* [Action item]: Your answer must be a single number: how many lines in the records include the word "below".

* [Input data]:
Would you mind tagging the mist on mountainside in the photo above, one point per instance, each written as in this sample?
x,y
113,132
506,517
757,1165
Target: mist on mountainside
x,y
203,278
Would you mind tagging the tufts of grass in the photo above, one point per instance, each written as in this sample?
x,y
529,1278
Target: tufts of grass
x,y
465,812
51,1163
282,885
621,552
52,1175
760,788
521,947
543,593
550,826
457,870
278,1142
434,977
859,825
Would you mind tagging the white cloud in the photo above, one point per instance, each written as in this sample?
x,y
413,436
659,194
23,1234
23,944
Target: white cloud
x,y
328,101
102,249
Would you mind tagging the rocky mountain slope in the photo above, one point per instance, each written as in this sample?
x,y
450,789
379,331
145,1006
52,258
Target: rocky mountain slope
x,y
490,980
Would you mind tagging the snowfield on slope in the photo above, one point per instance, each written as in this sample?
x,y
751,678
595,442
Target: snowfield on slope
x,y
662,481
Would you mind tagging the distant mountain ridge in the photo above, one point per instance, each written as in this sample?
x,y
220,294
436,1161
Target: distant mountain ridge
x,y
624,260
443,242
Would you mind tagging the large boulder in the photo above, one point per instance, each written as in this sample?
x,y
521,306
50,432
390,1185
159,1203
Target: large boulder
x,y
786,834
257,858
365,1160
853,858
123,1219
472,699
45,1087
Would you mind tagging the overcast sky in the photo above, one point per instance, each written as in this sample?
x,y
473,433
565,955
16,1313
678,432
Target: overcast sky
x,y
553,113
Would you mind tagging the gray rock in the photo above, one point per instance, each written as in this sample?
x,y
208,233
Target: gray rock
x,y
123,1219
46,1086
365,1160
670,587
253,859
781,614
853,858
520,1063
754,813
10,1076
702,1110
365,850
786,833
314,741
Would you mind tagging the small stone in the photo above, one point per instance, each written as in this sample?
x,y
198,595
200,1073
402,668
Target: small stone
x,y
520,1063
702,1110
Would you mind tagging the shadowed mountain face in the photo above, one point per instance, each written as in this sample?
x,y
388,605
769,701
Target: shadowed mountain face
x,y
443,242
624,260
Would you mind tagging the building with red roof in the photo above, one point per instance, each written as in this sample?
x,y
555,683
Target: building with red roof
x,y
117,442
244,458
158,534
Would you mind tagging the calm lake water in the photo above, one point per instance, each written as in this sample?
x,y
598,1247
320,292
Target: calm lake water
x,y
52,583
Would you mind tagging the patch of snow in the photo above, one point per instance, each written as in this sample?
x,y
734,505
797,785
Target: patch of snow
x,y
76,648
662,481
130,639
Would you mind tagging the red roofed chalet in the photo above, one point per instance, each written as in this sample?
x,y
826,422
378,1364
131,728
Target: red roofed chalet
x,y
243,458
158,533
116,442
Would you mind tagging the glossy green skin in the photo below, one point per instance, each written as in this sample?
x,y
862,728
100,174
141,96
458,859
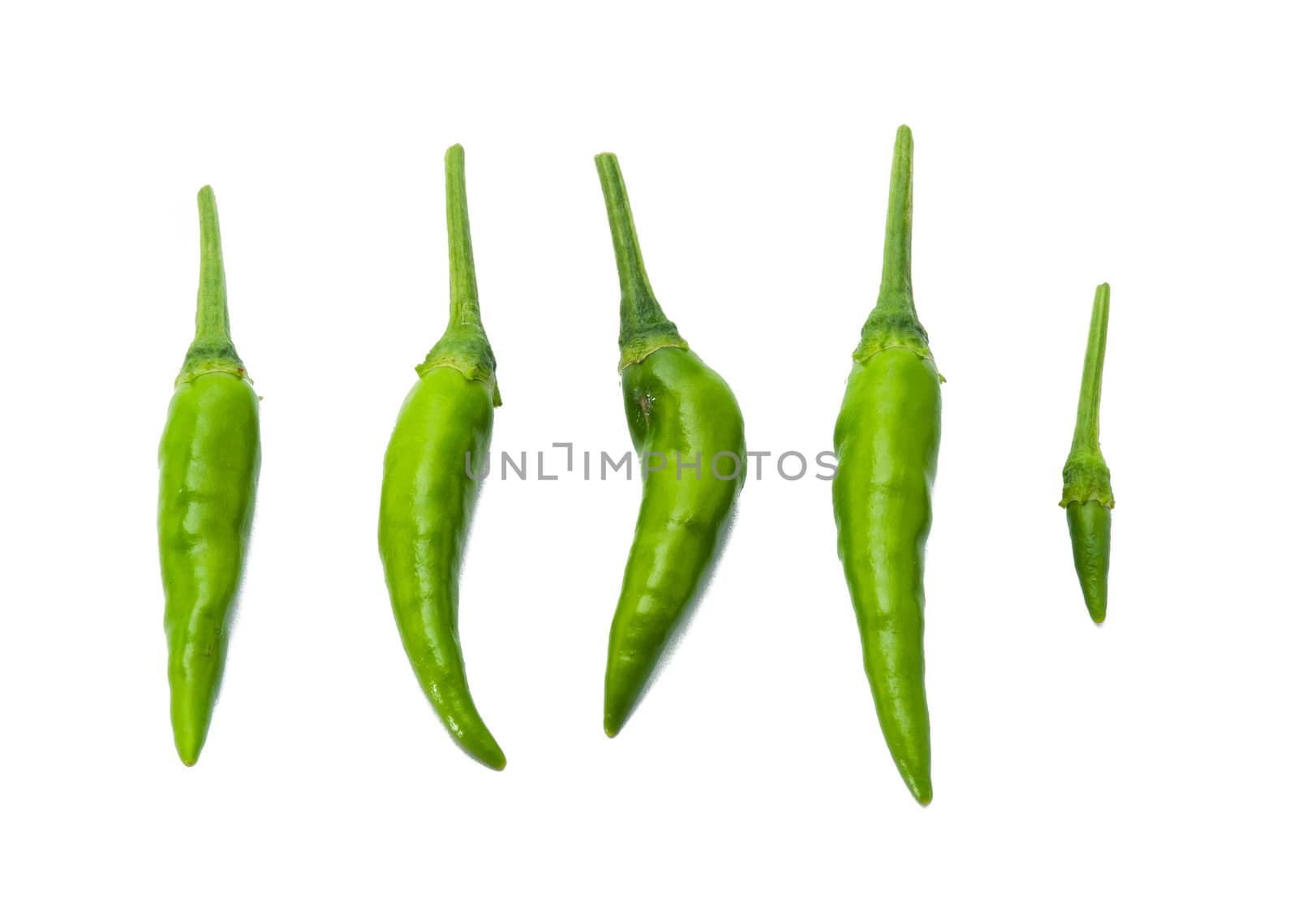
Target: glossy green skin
x,y
208,460
887,439
1090,527
674,404
425,515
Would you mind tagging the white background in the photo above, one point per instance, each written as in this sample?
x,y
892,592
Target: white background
x,y
1139,771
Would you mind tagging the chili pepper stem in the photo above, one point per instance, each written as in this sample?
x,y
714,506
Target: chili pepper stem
x,y
464,278
896,285
1085,435
213,320
644,326
212,350
464,346
1085,475
895,322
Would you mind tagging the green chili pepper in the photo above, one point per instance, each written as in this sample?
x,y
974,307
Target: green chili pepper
x,y
208,462
687,428
1088,496
430,487
886,441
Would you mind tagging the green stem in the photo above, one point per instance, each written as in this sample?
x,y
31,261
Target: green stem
x,y
464,278
1085,435
213,318
464,346
895,322
896,278
212,350
644,326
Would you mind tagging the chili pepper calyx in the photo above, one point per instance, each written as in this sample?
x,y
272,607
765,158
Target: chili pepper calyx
x,y
464,348
1085,478
639,348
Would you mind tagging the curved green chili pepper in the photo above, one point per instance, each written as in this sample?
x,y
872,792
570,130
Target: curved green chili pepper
x,y
1088,496
688,432
208,462
886,441
430,487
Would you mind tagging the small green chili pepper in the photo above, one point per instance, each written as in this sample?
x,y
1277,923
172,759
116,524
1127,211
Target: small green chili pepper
x,y
687,428
1088,496
886,441
208,462
430,487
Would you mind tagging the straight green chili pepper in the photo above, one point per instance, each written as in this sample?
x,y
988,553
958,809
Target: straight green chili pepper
x,y
430,488
688,432
208,463
1088,495
887,439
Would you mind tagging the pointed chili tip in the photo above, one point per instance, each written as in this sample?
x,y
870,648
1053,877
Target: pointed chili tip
x,y
921,789
188,746
613,724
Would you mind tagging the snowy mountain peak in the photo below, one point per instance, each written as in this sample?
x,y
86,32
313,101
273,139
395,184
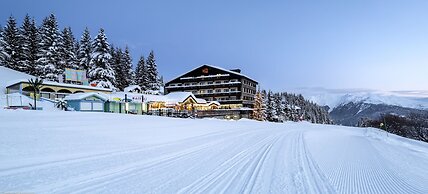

* [Result]: 2